--- start of Data entries ---

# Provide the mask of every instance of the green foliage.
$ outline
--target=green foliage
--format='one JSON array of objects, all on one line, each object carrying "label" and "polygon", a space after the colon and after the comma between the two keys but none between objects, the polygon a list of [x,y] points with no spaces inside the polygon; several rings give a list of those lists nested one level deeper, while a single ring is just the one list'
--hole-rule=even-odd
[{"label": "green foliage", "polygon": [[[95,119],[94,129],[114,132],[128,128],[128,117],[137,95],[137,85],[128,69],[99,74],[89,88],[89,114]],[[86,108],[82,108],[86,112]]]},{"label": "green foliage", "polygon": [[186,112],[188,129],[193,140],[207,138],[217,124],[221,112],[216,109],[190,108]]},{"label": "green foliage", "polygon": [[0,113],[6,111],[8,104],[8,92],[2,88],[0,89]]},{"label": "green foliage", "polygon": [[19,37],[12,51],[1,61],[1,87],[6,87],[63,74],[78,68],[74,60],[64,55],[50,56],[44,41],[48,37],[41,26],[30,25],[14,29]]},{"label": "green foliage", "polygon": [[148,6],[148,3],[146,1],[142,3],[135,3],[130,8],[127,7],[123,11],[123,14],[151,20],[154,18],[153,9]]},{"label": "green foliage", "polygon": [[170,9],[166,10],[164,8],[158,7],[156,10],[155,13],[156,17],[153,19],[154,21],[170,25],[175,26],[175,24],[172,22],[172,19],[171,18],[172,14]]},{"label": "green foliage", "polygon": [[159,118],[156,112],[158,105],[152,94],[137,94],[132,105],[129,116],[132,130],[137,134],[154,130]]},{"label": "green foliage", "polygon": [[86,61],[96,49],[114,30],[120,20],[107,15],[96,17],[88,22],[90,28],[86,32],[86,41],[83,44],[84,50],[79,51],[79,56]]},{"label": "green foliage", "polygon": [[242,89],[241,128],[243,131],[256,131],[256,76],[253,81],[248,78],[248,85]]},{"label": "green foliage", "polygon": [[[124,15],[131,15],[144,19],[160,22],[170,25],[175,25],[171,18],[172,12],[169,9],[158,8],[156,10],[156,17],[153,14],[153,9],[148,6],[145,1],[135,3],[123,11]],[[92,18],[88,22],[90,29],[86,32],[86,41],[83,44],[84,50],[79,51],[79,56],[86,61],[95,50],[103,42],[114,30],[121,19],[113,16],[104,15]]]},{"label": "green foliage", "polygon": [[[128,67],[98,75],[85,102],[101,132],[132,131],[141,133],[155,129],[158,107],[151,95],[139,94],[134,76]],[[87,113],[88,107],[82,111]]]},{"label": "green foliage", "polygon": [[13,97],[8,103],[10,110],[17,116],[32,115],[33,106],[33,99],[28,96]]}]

--- end of Data entries ---
--- start of Data entries ---

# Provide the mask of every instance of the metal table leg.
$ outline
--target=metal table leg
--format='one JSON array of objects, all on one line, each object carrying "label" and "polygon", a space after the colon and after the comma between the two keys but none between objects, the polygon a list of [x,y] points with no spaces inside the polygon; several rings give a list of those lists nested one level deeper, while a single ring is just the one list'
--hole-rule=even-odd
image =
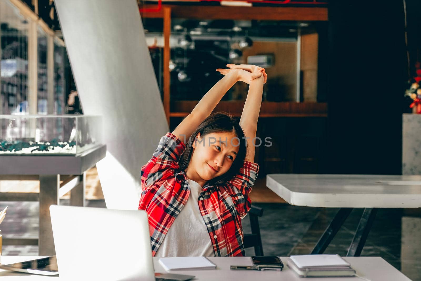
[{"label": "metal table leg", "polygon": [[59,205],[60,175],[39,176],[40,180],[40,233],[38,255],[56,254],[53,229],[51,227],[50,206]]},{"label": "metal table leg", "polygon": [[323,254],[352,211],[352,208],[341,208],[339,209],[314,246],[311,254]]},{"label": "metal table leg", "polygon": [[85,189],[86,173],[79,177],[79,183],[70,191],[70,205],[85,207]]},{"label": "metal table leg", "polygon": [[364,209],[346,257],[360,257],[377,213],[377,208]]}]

--- end of Data entries ---
--- start of Data entries ---

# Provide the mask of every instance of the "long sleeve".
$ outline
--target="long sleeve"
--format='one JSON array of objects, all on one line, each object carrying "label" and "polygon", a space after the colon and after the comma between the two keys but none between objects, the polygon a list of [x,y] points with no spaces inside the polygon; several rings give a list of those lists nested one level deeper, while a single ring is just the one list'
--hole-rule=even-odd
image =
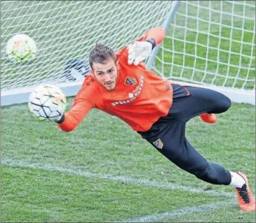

--- end of Data entries ---

Please count the lines in the data above that contain the word "sleeve", and reply with that number alone.

2